- DIRECTIONS:
• a. In the court testimony about the will, reproduce the passage that starts at "10.The witness produced" and ends at "was also present.".
• b. According to the court testimony about the will, on what date did the deceased, the petitioner and Geoffrey Njenga Njoroge go to the advocate's offices at Thika?

— begin TEXT TO READ —

9.PW2 was the petitioner. As I stated, he is the executor. He said the deceased was his uncle. David Gachuhi, a son of the deceased, had alerted him that the deceased wanted him to be a trustee to his will. On September 19, 2005, the deceased, the petitioner and Geoffrey Njenga Njoroge went to the offices of S. N Karago Advocate at Thika. The deceased instructed the advocate about his wishes and prepared the will. The advocate also explained the details in Gikuyu language. The deceased and the two witnesses then signed the will which was attested to by the advocate.
10.The witness produced the original will (exhibit 2) and the payment receipts to the advocate (exhibits 3 a & b). He said he got the original will from PW1. He accompanied PW1 at the reading of the will. He said the local chief was also present.
11.In cross-examination, he said he had a copy of the will but the original was left in the custody of the advocate. He disclosed the existence of the will to the family when he learnt there were disputes on the sharing of the estate. He was also taken to task about the schedule of assets and the letter from the chief dated August 19, 2013. In re-examination, he said the parcel referred to in the will as Loc 16/Gatura/176 is an error. The correct parcel should read Loc 16/Gatura/1716 as per the search certificate.
12.When the trial resumed on October 17, 2017, the petitioner’s counsel was absent. The respondent’s case opened and Esther Wanjiku Warui (DW1) took to the stand.
13.However, following a consent on March 1, 2022, the petitioner’s case was re-opened for the testimony of Michael Njihia Mutuota (PW3). The material part of his testimony was that he was present when the deceased instructed the lawyer to prepare the will; and, that it was explained and read back to the deceased before he signed it.

— end TEXT TO READ —
— begin INFORMATION PROVIDED —

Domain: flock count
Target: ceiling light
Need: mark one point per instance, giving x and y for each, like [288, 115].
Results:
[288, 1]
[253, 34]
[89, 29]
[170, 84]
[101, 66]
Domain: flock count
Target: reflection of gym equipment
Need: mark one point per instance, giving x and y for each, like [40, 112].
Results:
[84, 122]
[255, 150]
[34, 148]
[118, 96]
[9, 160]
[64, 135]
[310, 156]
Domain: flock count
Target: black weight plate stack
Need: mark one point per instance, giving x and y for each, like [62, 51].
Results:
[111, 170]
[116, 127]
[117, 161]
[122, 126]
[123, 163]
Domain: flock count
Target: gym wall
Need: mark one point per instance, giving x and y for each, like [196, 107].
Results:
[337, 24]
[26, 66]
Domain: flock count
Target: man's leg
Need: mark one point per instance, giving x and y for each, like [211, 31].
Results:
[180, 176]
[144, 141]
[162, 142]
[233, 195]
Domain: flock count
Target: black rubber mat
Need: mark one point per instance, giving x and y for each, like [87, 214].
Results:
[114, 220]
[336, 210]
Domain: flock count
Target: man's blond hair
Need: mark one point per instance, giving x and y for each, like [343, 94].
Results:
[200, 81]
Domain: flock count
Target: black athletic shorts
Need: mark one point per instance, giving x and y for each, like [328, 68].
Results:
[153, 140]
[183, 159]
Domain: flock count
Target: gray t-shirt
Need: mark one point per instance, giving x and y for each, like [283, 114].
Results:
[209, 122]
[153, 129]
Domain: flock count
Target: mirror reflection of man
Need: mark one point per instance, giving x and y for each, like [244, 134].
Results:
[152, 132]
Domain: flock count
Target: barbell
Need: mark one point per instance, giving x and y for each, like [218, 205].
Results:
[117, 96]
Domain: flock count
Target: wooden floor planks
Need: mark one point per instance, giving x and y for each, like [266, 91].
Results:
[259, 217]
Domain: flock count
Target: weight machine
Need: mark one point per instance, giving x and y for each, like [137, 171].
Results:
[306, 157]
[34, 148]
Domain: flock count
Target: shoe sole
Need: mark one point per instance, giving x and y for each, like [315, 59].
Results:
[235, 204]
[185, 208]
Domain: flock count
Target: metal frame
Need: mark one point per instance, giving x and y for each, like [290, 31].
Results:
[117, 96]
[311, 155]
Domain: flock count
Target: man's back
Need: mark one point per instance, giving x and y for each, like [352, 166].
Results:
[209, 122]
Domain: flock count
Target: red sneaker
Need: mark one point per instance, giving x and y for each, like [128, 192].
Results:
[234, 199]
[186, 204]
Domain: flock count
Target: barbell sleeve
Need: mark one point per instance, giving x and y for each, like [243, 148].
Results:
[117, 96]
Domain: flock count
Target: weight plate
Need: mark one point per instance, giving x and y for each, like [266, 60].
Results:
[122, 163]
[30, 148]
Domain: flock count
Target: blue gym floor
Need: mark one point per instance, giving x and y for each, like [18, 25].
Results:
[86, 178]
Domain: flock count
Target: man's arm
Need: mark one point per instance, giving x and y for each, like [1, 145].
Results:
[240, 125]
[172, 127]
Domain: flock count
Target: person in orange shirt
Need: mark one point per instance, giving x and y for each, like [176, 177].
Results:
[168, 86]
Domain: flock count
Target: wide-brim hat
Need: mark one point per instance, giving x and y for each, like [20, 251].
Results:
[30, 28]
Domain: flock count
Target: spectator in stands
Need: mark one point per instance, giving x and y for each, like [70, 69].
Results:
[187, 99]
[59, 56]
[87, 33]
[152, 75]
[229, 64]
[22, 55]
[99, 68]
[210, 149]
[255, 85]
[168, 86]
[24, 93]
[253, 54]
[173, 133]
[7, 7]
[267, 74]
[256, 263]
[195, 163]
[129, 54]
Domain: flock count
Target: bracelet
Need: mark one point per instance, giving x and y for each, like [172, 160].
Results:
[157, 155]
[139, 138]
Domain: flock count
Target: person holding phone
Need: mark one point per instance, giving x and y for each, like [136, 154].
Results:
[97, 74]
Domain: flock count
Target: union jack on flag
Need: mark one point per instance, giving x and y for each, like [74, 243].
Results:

— end INFORMATION PROVIDED —

- FINAL ANSWERS:
• a.
10.The witness produced the original will (exhibit 2) and the payment receipts to the advocate (exhibits 3 a & b). He said he got the original will from PW1. He accompanied PW1 at the reading of the will. He said the local chief was also present.

• b. September 19, 2005